[Texte source]:
Le Mouvement Apostolique Manquehue et la lectio divina

Consuelo Verdugo, membre du Mouvement (Chili)

 

ManquehueLe monachisme vit aussi une forme de nouvelle évangélisation en relation avec les laïcs membres des familles bénédictines et cisterciennes. Les oblatures ou les fraternités laïques connaissent actuellement un certain renouveau en bien des endroits. Il nous a paru intéressant de montrer comment l’expérience de la lectio divina avait donné naissance à un extraordinaire élan d’évangélisation par le Mouvement Apostolique Manquehue au Chili en lien avec le monastère de Las Condes. Le témoignage ici rapporté est tout à fait impressionnant et mérite d’être porté à la connaissance des monastères de tradition bénédictine.

[Données enregistrées]:

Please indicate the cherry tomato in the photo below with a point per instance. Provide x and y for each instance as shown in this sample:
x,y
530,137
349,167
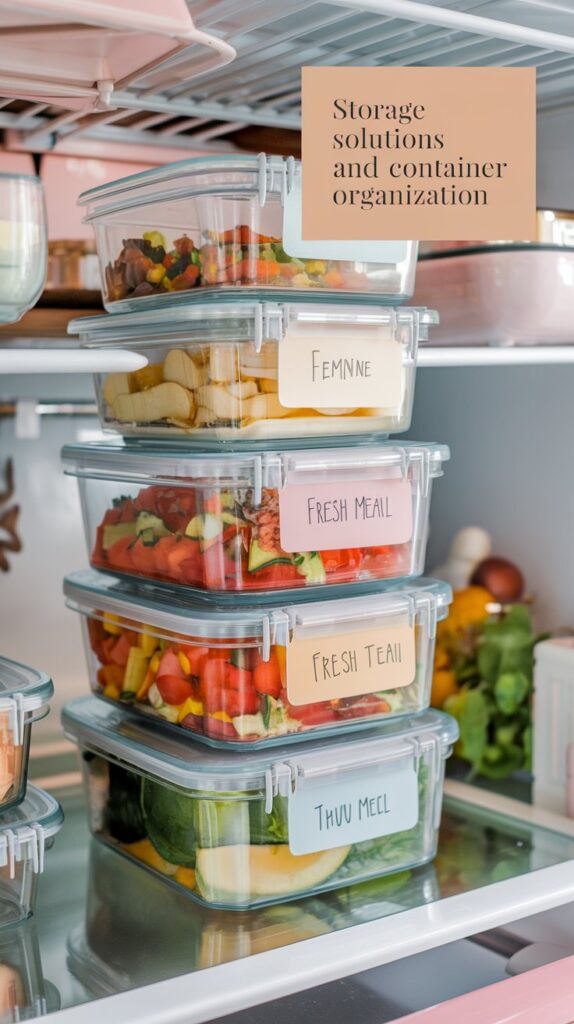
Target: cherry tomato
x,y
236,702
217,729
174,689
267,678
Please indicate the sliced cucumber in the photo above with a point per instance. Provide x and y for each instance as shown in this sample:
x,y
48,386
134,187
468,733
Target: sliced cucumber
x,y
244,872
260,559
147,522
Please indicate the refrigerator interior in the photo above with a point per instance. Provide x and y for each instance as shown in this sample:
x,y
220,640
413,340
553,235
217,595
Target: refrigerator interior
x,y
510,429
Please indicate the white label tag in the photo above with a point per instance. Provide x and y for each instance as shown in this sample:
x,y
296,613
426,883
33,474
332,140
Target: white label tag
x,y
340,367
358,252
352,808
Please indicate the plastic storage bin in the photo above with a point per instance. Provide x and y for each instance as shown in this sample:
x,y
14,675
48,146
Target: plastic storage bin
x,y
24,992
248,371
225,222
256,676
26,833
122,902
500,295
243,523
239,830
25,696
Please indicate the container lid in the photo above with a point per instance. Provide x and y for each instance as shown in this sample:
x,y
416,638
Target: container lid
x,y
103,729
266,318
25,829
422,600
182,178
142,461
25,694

[Exercices]:
1. D'après le texte, à quel monastère le Mouvement Apostolique Manquehue est-il lié ?
2. Reproduisez le passage du texte depuis « Le Mouvement Apostolique Manquehue et » jusqu'à « de tradition bénédictine. » inclus.
Les enregistrements n'ont aucun rapport avec le texte.

[Corrigé complet]:
1. Au monastère de Las Condes.

2.
Le Mouvement Apostolique Manquehue et la lectio divina

Consuelo Verdugo, membre du Mouvement (Chili)

 

ManquehueLe monachisme vit aussi une forme de nouvelle évangélisation en relation avec les laïcs membres des familles bénédictines et cisterciennes. Les oblatures ou les fraternités laïques connaissent actuellement un certain renouveau en bien des endroits. Il nous a paru intéressant de montrer comment l’expérience de la lectio divina avait donné naissance à un extraordinaire élan d’évangélisation par le Mouvement Apostolique Manquehue au Chili en lien avec le monastère de Las Condes. Le témoignage ici rapporté est tout à fait impressionnant et mérite d’être porté à la connaissance des monastères de tradition bénédictine.